> _Problem requirements_
Print each of the following lines exactly as it appears, from the first item to the last.

Dataset records
==================================================
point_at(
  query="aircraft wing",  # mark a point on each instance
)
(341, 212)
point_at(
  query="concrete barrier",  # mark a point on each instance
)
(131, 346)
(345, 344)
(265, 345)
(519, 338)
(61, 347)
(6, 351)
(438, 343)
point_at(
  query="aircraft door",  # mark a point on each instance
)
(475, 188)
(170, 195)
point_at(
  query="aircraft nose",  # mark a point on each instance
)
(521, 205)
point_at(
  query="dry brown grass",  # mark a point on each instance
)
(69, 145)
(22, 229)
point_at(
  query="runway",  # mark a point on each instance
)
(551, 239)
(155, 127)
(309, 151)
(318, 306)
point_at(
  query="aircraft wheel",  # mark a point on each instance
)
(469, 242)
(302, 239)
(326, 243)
==================================================
> _Full response_
point_at(
  query="aircraft wing",  # mark a point on each instance
)
(341, 212)
point_at(
  query="concrete barrier",  # mark a point on each instance
)
(131, 346)
(345, 344)
(265, 345)
(519, 338)
(61, 347)
(6, 351)
(438, 343)
point_at(
  query="aircraft door",  # mark a point on each instance
)
(475, 188)
(170, 195)
point_at(
  query="aircraft nose",  # mark a point on each instance
)
(521, 205)
point_at(
  query="dry brown grass",  # mark a point on each instance
)
(69, 145)
(22, 229)
point_at(
  query="runway",  # mark a point on each instance
)
(551, 239)
(155, 127)
(309, 151)
(318, 306)
point_at(
  query="aircraft wheel",  # mark a point on each instance
)
(469, 242)
(302, 239)
(326, 243)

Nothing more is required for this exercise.